* **SET TASK A**
Quote the Venezuela trip post from "Your primary technical" to "9:30 Monday morning.".
begin PROVIDED PASSAGE
Thursday, November 04, 2004

M14 Vista De Venezuela

This week I had my first trip to Venezuela. The most I got to see of the country was my hotel room, the mall and the bank where I worked 16-hour days. I feared wouldn't get to know the country at all while cocooned within the trappings of business travel-land.

The week started off with my worst fears coming to fruition. Everything that was supposed to happen didn’t happen. Everything that wasn’t supposed to happen happened. And while it was happening, I had no idea of how it would happen to end up.

Imagine installing, configuring, testing and building applications in complicated enterprise software. Your client is equally complicated and even more demanding. You’ve never looked at the software on a server - only on a laptop. Now imagine doing it in a language you're just learning on a keyboard that doesn't contain such computer necessities as semicolons, colons, pipes and "@'s". In fact, without a semi-colon, your company’s software won’t even run.

Your primary technical point of contact doesn't speak the same language as you do and he won't let you lay your fingers on the computer where you're supposed to install the software. You have the pleasure of "backseat-driving" the install in a language you've never formally studied. The software you use to access the server uses some ancient form of terminal emulation invented before you were born requiring you to do manual screen refreshes adding half a minute to every mouse click.

When you arrive at the client site, Venezuela's second largest bank, the software CD’s your own company's local subsidiary are supposed to have brought, are not what the client asked for. But even if they were, it wouldn't matter; your company’s local technical consultant forgot to bring the special code to unlock the software.

Bienvenido a mi mundo! (Welcome to my world). It’s 9:30 Monday morning.
end PROVIDED PASSAGE
begin RECORD EXCERPTS
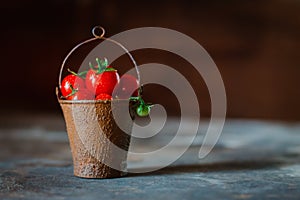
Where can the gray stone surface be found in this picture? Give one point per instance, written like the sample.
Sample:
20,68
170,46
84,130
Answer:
253,160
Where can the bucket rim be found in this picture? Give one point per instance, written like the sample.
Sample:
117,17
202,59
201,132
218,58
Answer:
63,101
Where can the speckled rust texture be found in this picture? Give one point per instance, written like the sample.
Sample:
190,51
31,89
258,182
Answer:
92,133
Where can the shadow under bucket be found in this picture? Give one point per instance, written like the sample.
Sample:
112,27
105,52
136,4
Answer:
99,147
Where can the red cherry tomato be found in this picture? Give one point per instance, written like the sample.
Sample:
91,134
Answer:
104,96
127,87
69,82
82,94
101,83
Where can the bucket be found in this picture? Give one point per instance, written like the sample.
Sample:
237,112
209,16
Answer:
99,146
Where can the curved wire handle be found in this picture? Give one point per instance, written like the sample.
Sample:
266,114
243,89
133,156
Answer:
101,36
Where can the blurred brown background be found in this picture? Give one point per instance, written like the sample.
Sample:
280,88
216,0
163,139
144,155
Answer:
255,45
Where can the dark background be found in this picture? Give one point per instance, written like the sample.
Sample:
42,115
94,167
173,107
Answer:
255,45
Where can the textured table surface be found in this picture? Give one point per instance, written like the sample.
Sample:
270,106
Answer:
252,160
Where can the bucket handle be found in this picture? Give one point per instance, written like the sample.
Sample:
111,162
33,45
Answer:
96,37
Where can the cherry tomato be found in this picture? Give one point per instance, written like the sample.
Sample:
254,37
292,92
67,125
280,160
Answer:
70,83
143,110
101,83
82,94
103,96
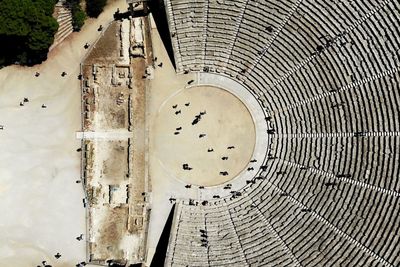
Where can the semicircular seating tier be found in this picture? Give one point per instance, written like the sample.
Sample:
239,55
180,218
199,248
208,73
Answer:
327,75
end RECORD EXCERPTS
* **SET TASK B**
Reproduce the position identification listing from the line with "Where can the textured" through the end of the listing, including the requests, and leave the pictures out. Multiply each coordinate in the answers by 0.8 and round it to a whole number, with halves rounded up. Don't change the sample coordinates.

* **WORKED SOLUTION A**
Your primary technical point of contact doesn't speak the same language as you do and he won't let you lay your fingers on the computer where you're supposed to install the software. You have the pleasure of "backseat-driving" the install in a language you've never formally studied. The software you use to access the server uses some ancient form of terminal emulation invented before you were born requiring you to do manual screen refreshes adding half a minute to every mouse click.

When you arrive at the client site, Venezuela's second largest bank, the software CD’s your own company's local subsidiary are supposed to have brought, are not what the client asked for. But even if they were, it wouldn't matter; your company’s local technical consultant forgot to bring the special code to unlock the software.

Bienvenido a mi mundo! (Welcome to my world). It’s 9:30 Monday morning.

* **WORKED SOLUTION B**
Where can the textured table surface be found in this picture? Give one point per instance, written like the sample.
Sample:
270,106
Answer:
202,128
Where can the bucket handle be found in this picture? Give one point per instance, written like the sample.
Sample:
111,162
33,45
Answer:
77,30
Where can the cherry tomato be found in this picture? Give one point per instance, written like the sample.
Sample:
254,37
292,92
67,125
280,160
Answer:
56,66
114,88
81,66
66,75
82,77
Where can the semicircular seating tier be found in this picture? Give one point per instance, written like the sample.
Sample:
239,55
180,218
199,248
208,73
Answer:
262,60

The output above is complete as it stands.